:: Data supplied ::
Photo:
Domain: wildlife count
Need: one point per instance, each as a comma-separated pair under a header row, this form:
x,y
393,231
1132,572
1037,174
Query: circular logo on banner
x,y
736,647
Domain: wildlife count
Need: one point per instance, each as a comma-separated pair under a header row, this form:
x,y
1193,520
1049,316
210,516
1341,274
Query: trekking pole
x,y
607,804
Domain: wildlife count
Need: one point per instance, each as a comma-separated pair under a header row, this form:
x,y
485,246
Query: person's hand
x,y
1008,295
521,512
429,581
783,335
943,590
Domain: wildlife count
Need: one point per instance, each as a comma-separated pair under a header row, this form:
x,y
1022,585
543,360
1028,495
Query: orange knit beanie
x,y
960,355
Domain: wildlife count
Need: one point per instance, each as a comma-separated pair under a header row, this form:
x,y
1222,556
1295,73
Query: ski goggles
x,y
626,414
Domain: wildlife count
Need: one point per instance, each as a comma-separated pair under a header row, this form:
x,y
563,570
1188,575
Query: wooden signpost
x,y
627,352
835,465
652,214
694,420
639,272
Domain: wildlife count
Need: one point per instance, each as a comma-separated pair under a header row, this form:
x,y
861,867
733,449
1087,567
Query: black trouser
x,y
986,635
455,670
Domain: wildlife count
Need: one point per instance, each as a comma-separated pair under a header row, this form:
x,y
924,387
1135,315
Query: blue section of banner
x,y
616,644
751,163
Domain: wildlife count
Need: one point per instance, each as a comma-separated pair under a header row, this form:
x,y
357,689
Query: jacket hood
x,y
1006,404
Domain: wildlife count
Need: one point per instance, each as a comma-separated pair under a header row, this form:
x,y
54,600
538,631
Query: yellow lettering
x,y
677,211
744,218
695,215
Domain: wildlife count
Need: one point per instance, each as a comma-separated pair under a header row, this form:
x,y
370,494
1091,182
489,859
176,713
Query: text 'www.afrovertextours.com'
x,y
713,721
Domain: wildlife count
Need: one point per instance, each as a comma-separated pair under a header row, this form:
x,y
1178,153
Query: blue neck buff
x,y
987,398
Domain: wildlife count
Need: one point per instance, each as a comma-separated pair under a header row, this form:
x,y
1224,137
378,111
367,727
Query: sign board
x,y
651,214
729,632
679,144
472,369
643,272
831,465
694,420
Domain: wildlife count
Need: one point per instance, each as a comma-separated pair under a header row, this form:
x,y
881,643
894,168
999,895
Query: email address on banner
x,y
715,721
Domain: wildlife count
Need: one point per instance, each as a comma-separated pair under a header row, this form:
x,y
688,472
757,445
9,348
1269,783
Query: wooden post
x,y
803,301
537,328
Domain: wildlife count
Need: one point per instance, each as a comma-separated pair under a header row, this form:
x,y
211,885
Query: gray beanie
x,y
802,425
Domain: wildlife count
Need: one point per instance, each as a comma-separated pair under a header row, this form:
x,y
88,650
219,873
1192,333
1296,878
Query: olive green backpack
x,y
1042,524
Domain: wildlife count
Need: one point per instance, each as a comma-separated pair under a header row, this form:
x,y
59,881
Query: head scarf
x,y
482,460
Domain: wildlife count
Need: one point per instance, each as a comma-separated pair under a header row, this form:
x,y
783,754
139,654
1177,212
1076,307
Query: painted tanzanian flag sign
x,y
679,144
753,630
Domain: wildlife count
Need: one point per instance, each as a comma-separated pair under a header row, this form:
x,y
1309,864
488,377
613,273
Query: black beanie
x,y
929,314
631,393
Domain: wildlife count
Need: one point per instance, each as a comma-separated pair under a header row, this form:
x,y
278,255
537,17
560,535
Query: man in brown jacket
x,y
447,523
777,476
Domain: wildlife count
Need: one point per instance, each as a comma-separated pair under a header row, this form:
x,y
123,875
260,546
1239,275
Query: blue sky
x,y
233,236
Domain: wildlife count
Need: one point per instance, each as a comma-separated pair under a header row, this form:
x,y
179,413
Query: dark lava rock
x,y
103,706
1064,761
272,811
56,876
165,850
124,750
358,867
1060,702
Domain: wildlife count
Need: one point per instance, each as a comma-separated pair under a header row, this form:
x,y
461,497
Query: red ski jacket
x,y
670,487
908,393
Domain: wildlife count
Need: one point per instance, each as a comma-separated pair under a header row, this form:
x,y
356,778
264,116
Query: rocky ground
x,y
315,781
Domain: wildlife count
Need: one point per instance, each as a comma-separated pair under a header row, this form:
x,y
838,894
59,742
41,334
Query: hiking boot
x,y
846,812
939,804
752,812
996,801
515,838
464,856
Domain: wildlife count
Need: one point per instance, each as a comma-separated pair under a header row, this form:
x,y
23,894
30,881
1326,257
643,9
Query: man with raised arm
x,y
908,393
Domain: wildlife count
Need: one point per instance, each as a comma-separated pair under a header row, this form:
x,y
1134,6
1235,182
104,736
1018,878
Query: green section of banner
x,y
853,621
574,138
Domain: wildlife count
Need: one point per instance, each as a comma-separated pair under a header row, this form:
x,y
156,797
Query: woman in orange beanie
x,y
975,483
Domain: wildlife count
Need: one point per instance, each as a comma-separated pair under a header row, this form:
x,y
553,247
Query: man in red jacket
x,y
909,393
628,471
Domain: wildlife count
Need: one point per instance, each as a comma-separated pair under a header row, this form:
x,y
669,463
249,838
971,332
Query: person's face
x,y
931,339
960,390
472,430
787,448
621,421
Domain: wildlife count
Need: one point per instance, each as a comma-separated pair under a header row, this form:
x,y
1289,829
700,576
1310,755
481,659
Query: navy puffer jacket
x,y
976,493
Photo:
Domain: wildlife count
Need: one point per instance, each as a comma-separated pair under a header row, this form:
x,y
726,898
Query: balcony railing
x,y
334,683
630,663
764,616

:: Exercise instructions ::
Write out a word-for-word copy of every entry above.

:: Written solution ::
Photo:
Domain: wildlife count
Need: one point per instance, each as a comma-separated pair under a header row, this form:
x,y
393,231
1132,572
1037,174
Query: circular logo on banner
x,y
736,647
Domain: wildlife count
Need: one point per instance, each as a comma-separated pair under a header row, this form:
x,y
1193,520
1049,316
210,516
1341,274
Query: trekking pole
x,y
607,804
Domain: wildlife count
Need: one point per instance, each as a comma-separated pair under a header row, this form:
x,y
485,246
Query: person's hand
x,y
1008,295
521,512
429,581
783,335
943,590
Domain: wildlife count
Need: one point per instance, each as a comma-separated pair under a header row, this form:
x,y
1022,585
543,360
1028,495
Query: orange knit beanie
x,y
960,355
Domain: wildlife count
Need: one point per instance, each as a comma-separated pair under a header row, this form:
x,y
1222,556
1295,73
Query: ski goggles
x,y
626,414
Domain: wildlife count
Need: one point per instance, each as a comma-separated pair under a header row, this form:
x,y
563,570
1188,575
Query: wooden signpost
x,y
627,352
835,465
652,214
694,420
639,272
Domain: wildlife count
Need: one point per instance, each as a comma-separated pair under a header row, this form:
x,y
861,867
733,449
1087,567
Query: black trouser
x,y
986,635
455,670
Domain: wildlife count
Need: one point per instance, each as a comma-separated pair under a header row, this form:
x,y
924,387
1135,315
Query: blue section of banner
x,y
616,644
751,163
Domain: wildlife count
Need: one point per instance, each as a comma-separated pair under a header row, this form:
x,y
357,689
Query: jacket hood
x,y
1006,404
Domain: wildlife count
Need: one point per instance, each as a comma-separated pair under a header row, this form:
x,y
54,600
538,631
Query: yellow lettering
x,y
677,211
744,218
695,215
Domain: wildlife count
Need: one point per instance, each as a comma-separated pair under a header row, this form:
x,y
370,494
1091,182
489,859
176,713
Query: text 'www.afrovertextours.com'
x,y
713,721
Domain: wildlife count
Need: one point per instance, each as a comma-separated pair under a header row, this form:
x,y
1178,153
Query: blue neck buff
x,y
987,398
Domain: wildlife count
Need: one point per instance, each as a comma-separated pair under a header row, this form:
x,y
1224,137
378,111
367,727
Query: sign board
x,y
651,214
729,632
679,144
472,369
643,272
831,465
694,420
Domain: wildlife count
Need: one point per instance, each as a comma-separated pair under a header row, this form:
x,y
881,643
894,168
999,895
Query: email address on banner
x,y
715,721
Domain: wildlife count
Need: one point per instance, each as a comma-separated pair under a header row, this form:
x,y
688,472
757,445
9,348
1269,783
Query: wooden post
x,y
803,301
537,328
Domain: wildlife count
Need: one point per instance, each as a comma-separated pair under a header row, this form:
x,y
211,885
Query: gray beanie
x,y
802,425
Domain: wildlife count
Need: one point per instance, each as a comma-separated pair under a header row, this form:
x,y
88,650
219,873
1192,333
1296,878
Query: olive green backpack
x,y
1042,524
Domain: wildlife count
Need: one point per instance, each as a comma-separated pair under a header row, this form:
x,y
59,881
Query: head scarf
x,y
482,460
Domain: wildlife count
Need: one point per instance, each as a comma-separated pair under a header row, this form:
x,y
783,754
139,654
1177,212
1076,307
Query: painted tanzanian flag sign
x,y
679,144
753,630
Domain: wildlife count
Need: one point per instance, each as a comma-separated pair under a header row, this form:
x,y
1309,864
488,377
613,273
Query: black beanie
x,y
929,314
631,393
Domain: wildlife count
Need: one point per instance, each as a comma-separated pair under a header row, this form:
x,y
278,255
537,17
560,535
Query: man in brown jacket
x,y
447,523
777,476
Domain: wildlife count
Need: one point per instance, each as a comma-separated pair under a header row, this form:
x,y
123,875
260,546
1239,275
Query: blue sky
x,y
233,236
Domain: wildlife count
Need: one point per instance, each as a comma-separated pair under a header row, this form:
x,y
179,413
Query: dark lava rock
x,y
103,706
1064,761
272,811
56,876
165,850
124,750
358,867
1060,702
Domain: wildlife count
Need: one point per instance, each as a comma-separated pair under a header row, this form:
x,y
461,497
Query: red ski jacket
x,y
670,487
908,393
Domain: wildlife count
Need: one point per instance, each as a comma-separated pair under a header row, this form:
x,y
356,778
264,116
Query: rocky ground
x,y
315,781
Domain: wildlife count
Need: one point per instance, each as a comma-separated pair under a header row, this form:
x,y
838,894
59,742
41,334
Query: hiking boot
x,y
846,812
939,804
752,812
996,801
515,838
464,856
Domain: wildlife count
Need: one point per instance, each as a comma-separated pair under a header row, this form:
x,y
23,894
30,881
1326,257
643,9
Query: man with raised arm
x,y
908,393
Domain: wildlife count
Need: one point per instance, each as a comma-separated pair under a header row, this form:
x,y
1134,6
1235,182
104,736
1018,878
Query: green section of banner
x,y
853,621
574,138
Domain: wildlife count
Need: one point per instance, each as a comma-separated pair under a header row, this form:
x,y
156,797
Query: woman in orange beanie
x,y
975,483
Domain: wildlife count
Need: one point per instance, each as a comma-separated pair under a header row, this form:
x,y
553,247
Query: man in red jacket
x,y
909,393
628,471
Domain: wildlife count
Need: one point per instance, each as a comma-separated pair under a header row, this form:
x,y
669,463
249,838
971,332
Query: person's face
x,y
931,339
960,390
472,430
787,448
621,421
Domain: wildlife count
Need: one point per instance, each as a comma-separated pair under a header row, this form:
x,y
1289,829
700,576
1310,755
481,659
Query: navy puffer jacket
x,y
976,493
Photo:
Domain: wildlife count
Need: one point per instance, each as a comma-separated pair under a header row, this form:
x,y
726,898
Query: balcony railing
x,y
334,683
630,663
764,616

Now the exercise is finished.